== Extract ==
TEACHERS, students and the US’s three education unions have reacted with horror and sympathy to the latest school massacre, where former Marjory Stoneman Douglas High School student Nikolas Cruz, 19, killed 17 people — 14 students, two teachers who saved other students, and the school’s athletic director — in Parkland, Florida.

But the most passionate reaction came from a surviving student, Sarah — no last name — in a tweet after Donald Trump posted his condolences too.

“My prayers and condolences to the families of the victims of the terrible Florida shooting. No child, teacher or anyone else should ever feel unsafe in an American school,” tweeted Trump. He plans to visit the school, located in a Fort Lauderdale suburb, later.

Sarah retorted: “I don’t want your condolences you fucking piece of shit, my friends and teachers were shot. Multiple of my fellow classmates are dead. Do something instead of sending prayers. Prayers won’t fix this. But gun control will prevent it from happening again.”

The massacre was the 18th gunfire incident at a school so far this year, said American Federation of Teachers president Randi Weingarten, whose Broward County local represents the Douglas teachers.
===
== The data ==
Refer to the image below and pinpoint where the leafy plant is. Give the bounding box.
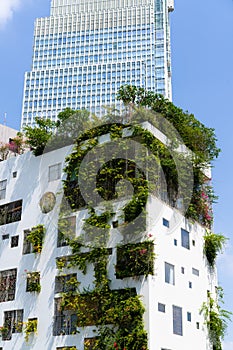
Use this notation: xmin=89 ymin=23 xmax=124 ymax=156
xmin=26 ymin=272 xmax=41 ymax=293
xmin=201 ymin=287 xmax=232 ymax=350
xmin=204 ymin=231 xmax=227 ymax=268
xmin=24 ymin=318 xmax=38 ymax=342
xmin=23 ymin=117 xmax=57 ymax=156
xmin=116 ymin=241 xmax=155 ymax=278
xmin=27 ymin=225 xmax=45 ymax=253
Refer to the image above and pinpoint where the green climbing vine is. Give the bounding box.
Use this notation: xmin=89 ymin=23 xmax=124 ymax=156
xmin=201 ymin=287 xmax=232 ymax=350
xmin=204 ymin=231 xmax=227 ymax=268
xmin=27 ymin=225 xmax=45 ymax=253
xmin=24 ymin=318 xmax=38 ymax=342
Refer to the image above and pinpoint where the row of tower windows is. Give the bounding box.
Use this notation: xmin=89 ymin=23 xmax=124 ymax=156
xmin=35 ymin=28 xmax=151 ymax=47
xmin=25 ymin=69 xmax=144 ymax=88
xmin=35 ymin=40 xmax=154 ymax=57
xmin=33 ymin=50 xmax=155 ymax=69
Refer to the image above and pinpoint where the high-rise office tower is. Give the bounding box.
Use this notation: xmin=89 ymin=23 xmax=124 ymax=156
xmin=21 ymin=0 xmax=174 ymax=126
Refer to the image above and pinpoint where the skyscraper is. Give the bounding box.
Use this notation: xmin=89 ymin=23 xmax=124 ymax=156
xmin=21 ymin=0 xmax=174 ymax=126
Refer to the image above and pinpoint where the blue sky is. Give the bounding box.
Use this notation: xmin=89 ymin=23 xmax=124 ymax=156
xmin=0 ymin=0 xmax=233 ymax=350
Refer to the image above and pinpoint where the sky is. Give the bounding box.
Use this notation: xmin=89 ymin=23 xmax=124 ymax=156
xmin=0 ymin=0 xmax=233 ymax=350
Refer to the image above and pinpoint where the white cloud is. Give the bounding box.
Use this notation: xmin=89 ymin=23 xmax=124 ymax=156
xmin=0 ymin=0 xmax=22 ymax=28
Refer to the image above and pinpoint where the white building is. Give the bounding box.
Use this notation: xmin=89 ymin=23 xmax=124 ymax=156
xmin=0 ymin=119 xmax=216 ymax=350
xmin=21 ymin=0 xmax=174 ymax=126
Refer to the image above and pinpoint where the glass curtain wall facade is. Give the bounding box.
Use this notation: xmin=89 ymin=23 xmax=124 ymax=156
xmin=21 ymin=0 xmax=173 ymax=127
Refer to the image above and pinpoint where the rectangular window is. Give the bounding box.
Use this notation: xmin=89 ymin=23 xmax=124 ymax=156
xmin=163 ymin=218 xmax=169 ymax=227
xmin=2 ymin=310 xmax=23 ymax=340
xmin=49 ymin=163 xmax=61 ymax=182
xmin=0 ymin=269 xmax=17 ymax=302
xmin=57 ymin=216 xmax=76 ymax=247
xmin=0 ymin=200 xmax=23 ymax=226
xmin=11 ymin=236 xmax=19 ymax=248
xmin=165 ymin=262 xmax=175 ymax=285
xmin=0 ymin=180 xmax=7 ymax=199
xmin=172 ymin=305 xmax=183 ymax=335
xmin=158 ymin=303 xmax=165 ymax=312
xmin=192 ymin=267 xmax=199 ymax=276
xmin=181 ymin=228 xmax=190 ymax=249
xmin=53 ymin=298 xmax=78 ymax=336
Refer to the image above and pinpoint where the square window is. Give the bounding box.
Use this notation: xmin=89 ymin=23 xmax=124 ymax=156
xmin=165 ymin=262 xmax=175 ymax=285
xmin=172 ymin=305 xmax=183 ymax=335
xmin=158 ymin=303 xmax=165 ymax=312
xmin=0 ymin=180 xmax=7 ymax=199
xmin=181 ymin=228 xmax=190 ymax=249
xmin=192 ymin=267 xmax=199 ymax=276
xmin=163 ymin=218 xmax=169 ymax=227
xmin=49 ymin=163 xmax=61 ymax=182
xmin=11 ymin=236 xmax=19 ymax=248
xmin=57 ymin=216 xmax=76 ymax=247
===
== The data ==
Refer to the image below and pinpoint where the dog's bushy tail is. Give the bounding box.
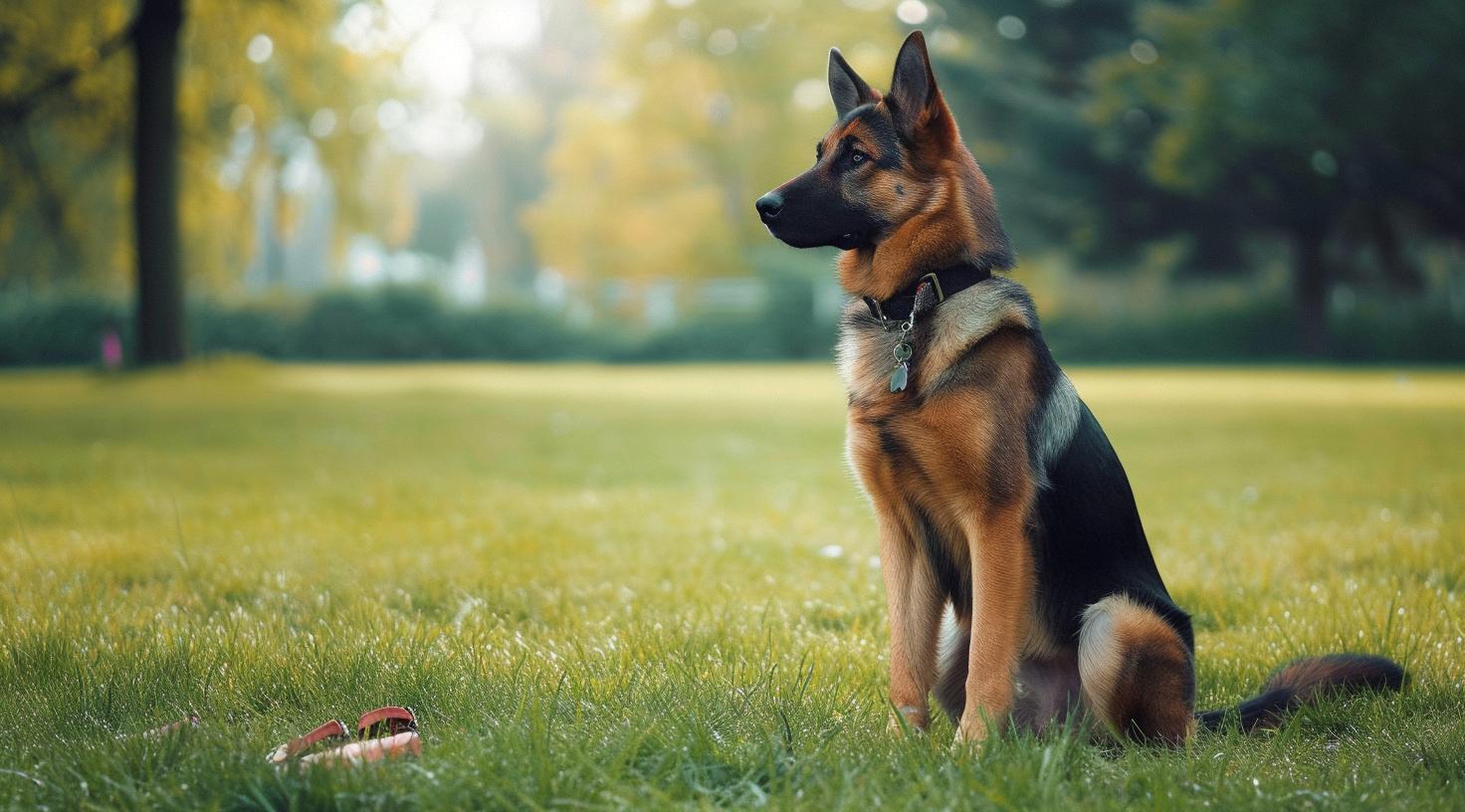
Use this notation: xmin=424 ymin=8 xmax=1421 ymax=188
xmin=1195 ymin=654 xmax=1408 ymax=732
===
→ Problems to solve:
(a) Reproduce the stretch of records from the line containing "Refer to the image below and pinpoint where the leafy" through the line containing "xmin=0 ymin=0 xmax=22 ymax=28", substituting "locate" for every "pinpoint" and keeping everything else the same. Omit the picture.
(b) Write the next part of the article on reactions to the Parkland school shooting, starting after its final sentence.
The records are unrelated to the text.

→ Final answers:
(a)
Refer to the image below and locate where the leafy plant is. Give the bounding box.
Use this notation: xmin=89 ymin=23 xmax=124 ymax=156
xmin=26 ymin=272 xmax=41 ymax=293
xmin=201 ymin=287 xmax=232 ymax=350
xmin=204 ymin=231 xmax=227 ymax=268
xmin=24 ymin=318 xmax=38 ymax=342
xmin=23 ymin=117 xmax=57 ymax=156
xmin=116 ymin=241 xmax=155 ymax=278
xmin=27 ymin=225 xmax=45 ymax=253
Refer to the image above and locate where the green climbing vine is. Give the bounding box.
Use this notation: xmin=89 ymin=23 xmax=124 ymax=156
xmin=201 ymin=287 xmax=232 ymax=350
xmin=204 ymin=231 xmax=227 ymax=268
xmin=27 ymin=225 xmax=45 ymax=253
xmin=24 ymin=318 xmax=38 ymax=342
Refer to the image above and locate where the row of tower windows is. Give the bounding box.
Use this notation: xmin=89 ymin=23 xmax=124 ymax=156
xmin=35 ymin=28 xmax=151 ymax=47
xmin=25 ymin=69 xmax=144 ymax=88
xmin=35 ymin=40 xmax=154 ymax=57
xmin=33 ymin=50 xmax=155 ymax=69
Refer to the image above and locate where the high-rise office tower is. Give the bounding box.
Use this notation: xmin=89 ymin=23 xmax=124 ymax=156
xmin=21 ymin=0 xmax=174 ymax=126
Refer to the image above and locate where the skyscraper is. Give the bounding box.
Use this notation: xmin=89 ymin=23 xmax=124 ymax=156
xmin=21 ymin=0 xmax=174 ymax=126
Refer to the image above and locate where the blue sky is. Give the bounding box.
Use this notation: xmin=89 ymin=23 xmax=124 ymax=156
xmin=0 ymin=0 xmax=233 ymax=350
Refer to the image above and locate where the sky is. Give the bounding box.
Use this notation: xmin=89 ymin=23 xmax=124 ymax=156
xmin=0 ymin=0 xmax=233 ymax=350
Refer to the image above and locate where the white cloud is. Give the bounding box.
Use this notation: xmin=89 ymin=23 xmax=124 ymax=156
xmin=0 ymin=0 xmax=22 ymax=28

(b)
Two teachers — Aaron Feis, also an assistant football coach and security guard, and social studies teacher Scott Beigel — died protecting kids. Athletic director Chris Hixon was also killed.

A Washington Post analysis of available records shows that since the first mass shooting at a school, at Columbine in Colorado 19 years ago, there have been at least 170 shooting sprees on campuses nationwide.

The Florida massacre is the worst school shooting since a gunman murdered 20 elementary school kids and six teachers at Sandy Hook, Connecticut, it added.

“The frustration is that we did everything that we were supposed to do, and still, to have so many casualties,” surviving Douglas teacher Melissa Falkowski told CNN.

“I feel today like our government, our country, has failed us and failed our kids and didn’t keep us safe.”

“We share the community’s shock and grief as we all try to process the horrific events at Douglas High School this afternoon,” Broward Teachers Union President Anna Fusco posted.

“We have reached out to our members and will continue to do so in the coming hours and days to help everyone get through this difficult time.”

“At least 17 people were killed today,” Weingarten, a New York middle school civics teacher, said. Invoking a traditional Jewish memorial prayer, she added: “May their memories be a blessing,” before asking: “But when is enough enough?

“We are devastated and horrified by yet another school shooting in our nation. The trauma and tragedy inflicted on the children, educators and parents of the Stoneman Douglas community can’t begin to be measured in this moment.”

AFT is in “close contact” with its Broward teachers’ local and “will do everything we can to support our educators, children, parents and local in the days, weeks and even years to come,” Weingarten pledged.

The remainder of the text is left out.